## WORK INSTRUCTION
Write out each entry word for word.
═════ EXTRACTED MATERIAL
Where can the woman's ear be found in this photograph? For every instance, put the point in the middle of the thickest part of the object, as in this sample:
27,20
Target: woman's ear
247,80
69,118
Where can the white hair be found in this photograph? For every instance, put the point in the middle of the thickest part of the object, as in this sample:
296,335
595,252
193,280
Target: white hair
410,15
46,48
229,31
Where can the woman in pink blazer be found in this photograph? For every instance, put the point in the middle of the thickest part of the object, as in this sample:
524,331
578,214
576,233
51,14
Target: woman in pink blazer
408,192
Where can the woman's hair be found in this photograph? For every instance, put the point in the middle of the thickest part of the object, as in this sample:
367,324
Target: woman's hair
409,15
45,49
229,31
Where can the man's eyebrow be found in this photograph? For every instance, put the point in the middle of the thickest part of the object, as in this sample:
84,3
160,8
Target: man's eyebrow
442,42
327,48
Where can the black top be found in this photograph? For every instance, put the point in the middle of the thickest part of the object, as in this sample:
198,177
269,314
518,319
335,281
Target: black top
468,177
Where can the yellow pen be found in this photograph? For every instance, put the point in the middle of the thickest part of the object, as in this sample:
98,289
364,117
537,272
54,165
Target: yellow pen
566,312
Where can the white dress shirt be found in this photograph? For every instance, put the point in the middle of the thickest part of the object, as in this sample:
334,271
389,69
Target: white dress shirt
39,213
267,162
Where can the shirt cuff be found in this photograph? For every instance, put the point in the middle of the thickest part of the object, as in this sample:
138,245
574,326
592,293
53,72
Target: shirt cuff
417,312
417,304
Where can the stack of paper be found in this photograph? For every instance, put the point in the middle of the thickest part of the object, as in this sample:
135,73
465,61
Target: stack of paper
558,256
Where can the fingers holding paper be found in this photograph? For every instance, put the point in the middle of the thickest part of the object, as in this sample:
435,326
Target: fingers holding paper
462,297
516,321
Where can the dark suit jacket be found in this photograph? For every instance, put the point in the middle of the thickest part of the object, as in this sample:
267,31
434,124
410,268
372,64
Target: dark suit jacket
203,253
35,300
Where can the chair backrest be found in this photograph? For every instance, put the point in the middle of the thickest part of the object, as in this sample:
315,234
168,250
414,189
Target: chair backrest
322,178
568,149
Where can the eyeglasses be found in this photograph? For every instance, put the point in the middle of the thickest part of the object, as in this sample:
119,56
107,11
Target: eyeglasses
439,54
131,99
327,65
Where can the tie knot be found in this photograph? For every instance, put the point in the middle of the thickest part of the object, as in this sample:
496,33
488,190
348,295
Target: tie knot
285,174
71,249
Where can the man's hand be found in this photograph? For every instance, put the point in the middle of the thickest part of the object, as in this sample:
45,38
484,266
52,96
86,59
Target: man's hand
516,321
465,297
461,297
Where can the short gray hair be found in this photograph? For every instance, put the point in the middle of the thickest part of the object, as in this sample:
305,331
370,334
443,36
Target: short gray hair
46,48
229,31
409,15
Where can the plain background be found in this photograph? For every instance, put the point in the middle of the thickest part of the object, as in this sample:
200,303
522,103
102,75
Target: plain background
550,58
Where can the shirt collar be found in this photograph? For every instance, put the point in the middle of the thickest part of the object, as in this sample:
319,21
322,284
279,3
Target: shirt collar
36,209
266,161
══════════
## ANSWER TO THIS EXERCISE
Where can the woman's ear be found in this photograph? For every instance, put the point in the middle of the thickest part of the object, as in this sample:
27,20
Target: woman's ear
247,80
69,118
Where can the white hair be found in this photograph? For every instance, put the point in the middle of the thickest part of the object, as in this sample:
296,335
595,252
193,280
Target: white hair
410,15
46,48
229,31
Where can the woman in pink blazer be found in this photograph? For every instance, put the point in the middle of the thickest part of the object, as in this sample:
524,331
578,214
576,233
51,14
Target: woman in pink blazer
408,192
Where can the woman's hair be found in this photograph? For every instance, put the point in the middle of the thickest part of the object, as in this sample:
367,324
Target: woman's hair
409,15
45,49
229,31
Where can the man's eyebrow be found in this photograph? For every instance, put the point in the middle of the thickest part of the object, as in this sample:
84,3
160,8
Target: man's eyebrow
442,42
327,48
Where can the black top be found in this photograph? For every instance, put the point in the middle of the thickest part of the object, as in this sample:
198,177
269,314
518,319
335,281
Target: black top
468,177
Where can the yellow pen be found in this photograph? For every instance, put the point in the middle of the thickest part of the object, as in this sample:
98,289
364,117
537,272
54,165
Target: yellow pen
566,312
Where can the white dress shirt be found in this photograph? For every instance, put the point in the middle of the thickest part of the object, as in this sample:
334,271
389,69
Target: white dress shirt
39,213
267,162
Where can the shirt cuff be found in this photograph? For every instance, put the point in the middle of the thickest part of the object, as in this sample:
138,245
574,326
592,293
53,72
Target: shirt cuff
417,312
417,304
Where can the stack of paper be found in this photograph? For every instance, put the point in the middle of the thickest part of the object, as in this sample:
135,73
465,61
Target: stack of paper
558,256
Where can the fingers holding paper be found in this photograph? For every instance, put the point in the middle of the thickest part of the object, as in this sample:
435,326
Target: fingers holding paper
462,297
516,321
Where can the dark suit jacket be found in this photograph? For every instance, put the point in the middle of the thickest part of the object, as in this sample:
267,31
434,124
410,268
372,64
Target: dark suit jacket
203,253
35,300
Where can the chair backrest be found in this photograph? For every instance, put the point in the middle of the thickest part of the object, as in this sample:
315,234
168,250
414,189
Target: chair backrest
322,178
568,149
Where can the eyeglasses be found in this photograph? For every instance, put the point in the middle of the thickest part of the object, as in this sample:
119,56
107,11
Target: eyeglasses
439,54
131,99
327,65
Where can the tie knot be found in this photograph? For every instance, put the point in the middle of the thickest part of the object, as in this sample:
496,33
488,190
348,295
Target: tie knot
285,174
71,249
Where can the man's hand be found in this photograph? For every instance, put the point in the middle of the thickest part of the object, as in this sample:
45,38
484,266
52,96
86,59
Target: man's hand
516,321
465,297
461,297
Where can the short gray hair be found in this photograph? For every instance, put the point in the middle of the thickest part of the object, as in this sample:
305,331
370,334
443,36
Target: short gray hair
46,48
229,31
409,15
Where can the plain background be found in this photograph? For every instance, put the point in the middle of the thickest part of the object, as in this sample:
200,303
522,103
102,75
Target: plain background
550,58
Where can the shirt collar be found in this photograph? For every instance, put the point in the middle of the thickest part of the object, as in this sample:
319,21
322,284
279,3
Target: shirt collar
36,209
266,161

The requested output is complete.